**练习要求**
将下文关于国共谈判的文字中从“双方还就两个问题表示了相同意”到“条件,实际都做出了极大保留。”(含首尾)的部分重写一遍，并把其中的“国民党方面”改为“国方”。

**阅读文本**
双方还就两个问题表示了相同意见:第六条,关于特务机关问题。“双方同意政府应严禁司法和警察以外机关有拘捕、审讯和处罚人民之权”。第八条,关于地方自治问题。“双方同意各地应积极推行地方自治,实行由下而上的普选”。不过,这两条并未指明何时开始执行,因此很难被看作是明确的协议。
从整体上看,国共双方达成一致、意向相同或十分接近的共有6条。这6条实际在第二阶段谈判结束时就已基本达成协议。双方分歧甚大但仍有部分协议或完全没有协议的也有6条。这6条的情况如下:
第三条,关于国民大会问题。中共原提出3项主张,即:重选国大代表,延缓国大召开日期,修改国民大会组织法、选举法和《五五宪法草案》。国民党方面表示:国大已选出的代表应为有效,但名额可增加。因此,双方未能成立协议。但共产党声明:“中共不愿见因此项问题之争论而破裂团结。”最后,双方表示:“均同意将此问题提交政治协商会议解决。”
第九条,关于军队国家化问题。中共方面表示在公平合理地整编全国军队的条件下,愿将它所领导的抗日军队缩编至24个师、至少20个师的数目,并可将江南8个地区的抗日军队逐步撤退至陇海路以北及苏北、皖北的解放区集中。国民党方面表示,全国整编计划正在进行,此次商谈的各项问题果能全盘解决,则中共所领导的军队缩编为20个师的数目可以考虑。关于驻地问题,可由中共方面提出方案,讨论决定。双方同意,组织三人小组,具体计划有关军队整编的各项问题。这一条是要害问题。从条款中可看出,双方虽基本接受中共军队缩编为20个师的数额,但各自提出了履行的前提条件,实际都做出了极大保留。

**数据摘录**
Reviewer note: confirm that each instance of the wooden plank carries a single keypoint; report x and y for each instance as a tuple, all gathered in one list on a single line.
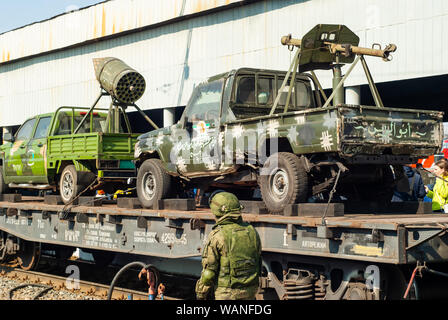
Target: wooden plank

**任务结果**
双方还就两个问题表示了相同意见:第六条,关于特务机关问题。“双方同意政府应严禁司法和警察以外机关有拘捕、审讯和处罚人民之权”。第八条,关于地方自治问题。“双方同意各地应积极推行地方自治,实行由下而上的普选”。不过,这两条并未指明何时开始执行,因此很难被看作是明确的协议。
从整体上看,国共双方达成一致、意向相同或十分接近的共有6条。这6条实际在第二阶段谈判结束时就已基本达成协议。双方分歧甚大但仍有部分协议或完全没有协议的也有6条。这6条的情况如下:
第三条,关于国民大会问题。中共原提出3项主张,即:重选国大代表,延缓国大召开日期,修改国民大会组织法、选举法和《五五宪法草案》。国方表示:国大已选出的代表应为有效,但名额可增加。因此,双方未能成立协议。但共产党声明:“中共不愿见因此项问题之争论而破裂团结。”最后,双方表示:“均同意将此问题提交政治协商会议解决。”
第九条,关于军队国家化问题。中共方面表示在公平合理地整编全国军队的条件下,愿将它所领导的抗日军队缩编至24个师、至少20个师的数目,并可将江南8个地区的抗日军队逐步撤退至陇海路以北及苏北、皖北的解放区集中。国方表示,全国整编计划正在进行,此次商谈的各项问题果能全盘解决,则中共所领导的军队缩编为20个师的数目可以考虑。关于驻地问题,可由中共方面提出方案,讨论决定。双方同意,组织三人小组,具体计划有关军队整编的各项问题。这一条是要害问题。从条款中可看出,双方虽基本接受中共军队缩编为20个师的数额,但各自提出了履行的前提条件,实际都做出了极大保留。